**Activity:** Translate into Spanish the following sentence from the commentary: "The dot plot reflects past data, not where inflation is headed."

Text: Begin

Professor Siegel Weekly Commentary
Jobs Report Masks a Still-Resilient Economy
July 6, 2026

Senior Economist to WisdomTree and Emeritus Professor of Finance at The Wharton School of the University of Pennsylvania
The June employment report’s headline readout was softer than expected, but the details reinforce my view that the U.S. economy remains on a stable footing. Headline payroll growth disappointed, yet the previous two months—which had surprised to the upside—were revised lower, bringing hiring back toward a pace that is far more consistent with a mature expansion. Rather than signaling a sharp deterioration in labor demand, the report largely erased what had appeared to be an unsustainably strong burst of hiring earlier this spring.
The more surprising development was the sharp decline in labor force participation. Excluding the extraordinary distortions during the pandemic, participation has fallen to its lowest level in roughly half a century. According to the Household Survey, employment declined substantially, but the unemployment rate also fell because an unusually large number of workers exited the labor force altogether. Household Survey data are inherently volatile, so I hesitate to draw sweeping conclusions from a single month, but this bears close watching. The fact that most of the decline was among males ages 25–34 admits the possibility that this is a data aberration. The broader labor market, however, continues to look remarkably steady. Weekly jobless claims remain well-behaved, the JOLTS report still points to healthy labor demand, and there is little evidence elsewhere that the economy is slipping into recession.
The most important development for monetary policy continues to be energy prices. WTI crude has fallen to roughly $67 per barrel, commodity prices have largely surrendered their earlier gains, and shelter inflation remains subdued as rent growth flattens and home price appreciation slows dramatically. Gasoline prices have not declined as quickly because refining margins remain unusually elevated, reflecting refining capacity taken offline globally rather than rising crude prices. If those crack spreads normalize, they should provide another meaningful source of disinflation in the months ahead.
I continue to believe the Federal Reserve will not need to raise interest rates again this year if oil prices remain near current levels. The dot plot reflects past data, not where inflation is headed. With commodity inflation retreating and shelter inflation continuing to moderate, the underlying inflation backdrop is improving—consistent with the message Warsh delivered during the Q&A last week. While shocks can always alter the outlook, the case for additional tightening has weakened considerably.
Equity markets continue to demonstrate impressive resilience despite extraordinary internal volatility. The broad indexes have remained relatively stable, but the rotation beneath the surface has been unusually violent. Value had dramatically outperformed growth only to see growth reverse sharply within days. Similar swings have occurred within technology itself, where semiconductor memory companies, AI infrastructure providers, and hyperscalers have traded in dramatically different directions. Much of this reflects speculation surrounding AI spending, options activity, and changing expectations about future compute demand rather than a deterioration in overall market fundamentals.

Text: End
The data: Begin

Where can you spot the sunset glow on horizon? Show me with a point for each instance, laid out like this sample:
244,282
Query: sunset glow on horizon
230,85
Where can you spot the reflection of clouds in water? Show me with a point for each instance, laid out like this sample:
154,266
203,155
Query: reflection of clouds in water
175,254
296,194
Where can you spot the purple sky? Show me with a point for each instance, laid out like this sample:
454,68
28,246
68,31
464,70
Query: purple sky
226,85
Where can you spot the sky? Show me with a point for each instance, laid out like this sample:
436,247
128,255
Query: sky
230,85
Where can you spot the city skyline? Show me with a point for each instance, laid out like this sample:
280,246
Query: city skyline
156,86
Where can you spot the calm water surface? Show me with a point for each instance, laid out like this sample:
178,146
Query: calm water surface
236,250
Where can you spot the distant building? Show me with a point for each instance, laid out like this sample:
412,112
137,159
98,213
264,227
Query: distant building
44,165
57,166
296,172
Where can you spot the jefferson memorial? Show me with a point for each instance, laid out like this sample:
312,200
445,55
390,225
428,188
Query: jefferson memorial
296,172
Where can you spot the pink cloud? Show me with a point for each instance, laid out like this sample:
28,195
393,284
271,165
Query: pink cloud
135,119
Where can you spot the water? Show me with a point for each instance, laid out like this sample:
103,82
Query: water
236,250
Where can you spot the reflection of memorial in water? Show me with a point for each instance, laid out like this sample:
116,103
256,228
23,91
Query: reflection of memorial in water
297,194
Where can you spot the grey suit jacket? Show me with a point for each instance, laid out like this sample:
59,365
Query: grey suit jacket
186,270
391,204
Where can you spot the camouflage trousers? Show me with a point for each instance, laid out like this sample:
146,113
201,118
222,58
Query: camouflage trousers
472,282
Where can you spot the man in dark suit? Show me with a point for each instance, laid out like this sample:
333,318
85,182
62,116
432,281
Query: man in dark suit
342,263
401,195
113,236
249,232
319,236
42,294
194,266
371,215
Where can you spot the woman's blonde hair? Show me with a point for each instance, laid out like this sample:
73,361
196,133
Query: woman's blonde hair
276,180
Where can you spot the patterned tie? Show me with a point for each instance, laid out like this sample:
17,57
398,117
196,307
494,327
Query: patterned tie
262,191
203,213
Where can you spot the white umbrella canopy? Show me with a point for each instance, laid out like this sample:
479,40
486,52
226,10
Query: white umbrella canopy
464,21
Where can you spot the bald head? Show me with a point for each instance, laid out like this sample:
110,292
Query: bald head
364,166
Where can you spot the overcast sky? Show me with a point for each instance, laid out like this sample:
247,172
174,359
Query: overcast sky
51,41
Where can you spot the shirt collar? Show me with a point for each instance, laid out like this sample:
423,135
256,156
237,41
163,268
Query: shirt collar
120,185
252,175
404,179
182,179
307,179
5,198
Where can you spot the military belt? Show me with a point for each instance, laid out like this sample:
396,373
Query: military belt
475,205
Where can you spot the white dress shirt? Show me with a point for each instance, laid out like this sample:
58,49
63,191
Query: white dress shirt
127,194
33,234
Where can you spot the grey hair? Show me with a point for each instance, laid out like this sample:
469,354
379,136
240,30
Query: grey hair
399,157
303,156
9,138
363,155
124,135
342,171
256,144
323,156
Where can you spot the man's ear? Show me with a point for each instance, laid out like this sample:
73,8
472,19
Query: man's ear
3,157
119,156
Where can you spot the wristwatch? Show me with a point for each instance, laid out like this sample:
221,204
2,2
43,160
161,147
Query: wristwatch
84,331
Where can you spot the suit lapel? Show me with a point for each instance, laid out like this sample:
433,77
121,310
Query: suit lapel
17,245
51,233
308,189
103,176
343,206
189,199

The data: End

**Output of the exercise:** El diagrama de puntos refleja datos pasados, no hacia dónde se dirige la inflación.